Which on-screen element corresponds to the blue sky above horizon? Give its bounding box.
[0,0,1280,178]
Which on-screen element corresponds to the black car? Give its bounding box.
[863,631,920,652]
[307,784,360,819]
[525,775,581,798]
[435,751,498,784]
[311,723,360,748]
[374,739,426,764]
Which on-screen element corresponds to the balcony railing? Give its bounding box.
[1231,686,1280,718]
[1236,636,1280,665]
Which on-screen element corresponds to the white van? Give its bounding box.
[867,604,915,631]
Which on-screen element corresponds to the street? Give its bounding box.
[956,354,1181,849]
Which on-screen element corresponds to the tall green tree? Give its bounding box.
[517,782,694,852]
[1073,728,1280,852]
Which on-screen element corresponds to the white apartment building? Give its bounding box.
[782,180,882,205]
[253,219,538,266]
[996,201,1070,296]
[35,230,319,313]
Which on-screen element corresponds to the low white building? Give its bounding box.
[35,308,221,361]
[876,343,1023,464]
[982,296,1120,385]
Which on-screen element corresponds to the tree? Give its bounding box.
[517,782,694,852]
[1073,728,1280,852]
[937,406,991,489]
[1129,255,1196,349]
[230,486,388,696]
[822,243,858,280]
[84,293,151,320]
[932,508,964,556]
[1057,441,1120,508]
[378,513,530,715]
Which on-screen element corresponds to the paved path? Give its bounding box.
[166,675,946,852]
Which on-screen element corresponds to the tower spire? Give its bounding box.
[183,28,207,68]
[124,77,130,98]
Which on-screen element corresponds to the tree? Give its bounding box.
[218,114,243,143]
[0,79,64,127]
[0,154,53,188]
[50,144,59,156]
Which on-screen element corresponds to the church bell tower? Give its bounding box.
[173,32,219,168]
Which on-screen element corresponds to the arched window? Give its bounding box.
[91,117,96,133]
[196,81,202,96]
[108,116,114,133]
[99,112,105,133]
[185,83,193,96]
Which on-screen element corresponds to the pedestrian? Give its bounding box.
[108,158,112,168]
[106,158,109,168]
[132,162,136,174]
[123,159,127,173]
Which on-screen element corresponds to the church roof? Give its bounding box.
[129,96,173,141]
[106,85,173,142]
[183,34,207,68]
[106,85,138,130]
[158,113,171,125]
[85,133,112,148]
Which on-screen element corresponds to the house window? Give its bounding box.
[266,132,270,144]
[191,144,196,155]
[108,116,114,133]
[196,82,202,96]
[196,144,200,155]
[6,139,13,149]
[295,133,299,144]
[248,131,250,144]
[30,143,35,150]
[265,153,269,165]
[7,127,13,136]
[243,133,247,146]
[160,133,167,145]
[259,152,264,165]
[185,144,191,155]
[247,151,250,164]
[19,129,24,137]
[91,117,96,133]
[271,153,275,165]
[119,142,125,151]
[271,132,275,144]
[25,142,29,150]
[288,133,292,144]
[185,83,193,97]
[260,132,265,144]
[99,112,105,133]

____

Write out all the records above again, swapping every "bounding box" for "box coordinates" and leaving everything else unchanged.

Which on-screen element corresponds to the blue sky above horizon? Give its box coordinates.
[0,0,1280,178]
Which on-screen element corresponds to the black car? Give its box coordinates.
[863,631,920,652]
[307,784,360,819]
[525,775,581,798]
[435,751,498,784]
[311,723,360,748]
[374,739,426,764]
Which on-screen element corresponds to the balcony railing? Give its box coordinates.
[1231,686,1280,718]
[1236,636,1280,665]
Which on-screen element corresponds to the white van? Give its box coordinates.
[867,604,915,631]
Which on-screen element corresponds to the street? Give its box coordinates.
[956,354,1181,849]
Which on-screen element corresponds to the tall green tree? Give its box coordinates.
[517,782,694,852]
[1073,728,1280,852]
Which on-screen element corresponds to the white apartment building? Give its box coordinates.
[782,180,882,205]
[253,219,538,266]
[996,201,1070,296]
[35,230,319,313]
Which on-screen element corresponds to the low white building? Give its box coordinates.
[35,308,221,361]
[876,343,1023,464]
[982,296,1120,385]
Which on-screen element corresponds to the tree? Give its box coordinates.
[517,782,694,852]
[1073,728,1280,852]
[937,406,991,489]
[1129,255,1196,349]
[230,486,388,696]
[822,243,858,280]
[84,293,151,320]
[932,508,964,556]
[1057,441,1120,508]
[378,513,530,715]
Which on-screen element corresponds to the paved path? Give its box coordinates.
[166,675,946,852]
Which on-screen element corresponds to the tower spire? Give its box coordinates.
[183,28,207,68]
[124,77,130,98]
Which on-screen element corresponds to the tree? Give its box coordinates.
[218,114,243,143]
[0,79,64,127]
[0,154,53,188]
[50,144,59,156]
Which on-screen element corresponds to the church bell tower? Give its box coordinates.
[173,32,219,168]
Which on-screen element corresponds to the arched window? Give its box coordinates.
[91,117,96,133]
[196,81,202,96]
[108,116,114,133]
[99,112,105,133]
[185,83,193,96]
Which on-screen element corresponds to the pedestrian? Give its box coordinates.
[108,158,112,168]
[106,158,109,168]
[132,162,136,174]
[123,159,127,173]
Which on-screen element corresponds to the church roof? Give its box coordinates.
[129,96,173,141]
[106,85,173,142]
[183,34,207,68]
[106,85,138,130]
[158,113,171,125]
[85,133,112,148]
Which on-screen element corresponds to the house window? Give its box coordinates.
[266,132,270,144]
[191,144,196,155]
[108,116,114,133]
[196,82,202,96]
[196,144,200,155]
[6,139,13,149]
[295,133,299,144]
[248,131,250,144]
[30,143,35,150]
[265,153,269,165]
[7,127,13,136]
[243,133,247,146]
[160,133,167,145]
[259,152,264,165]
[185,144,191,155]
[247,151,250,164]
[19,129,24,137]
[91,117,96,133]
[271,153,275,165]
[119,142,125,151]
[271,132,275,144]
[25,142,29,150]
[288,133,292,144]
[185,83,193,97]
[260,132,265,144]
[99,112,105,133]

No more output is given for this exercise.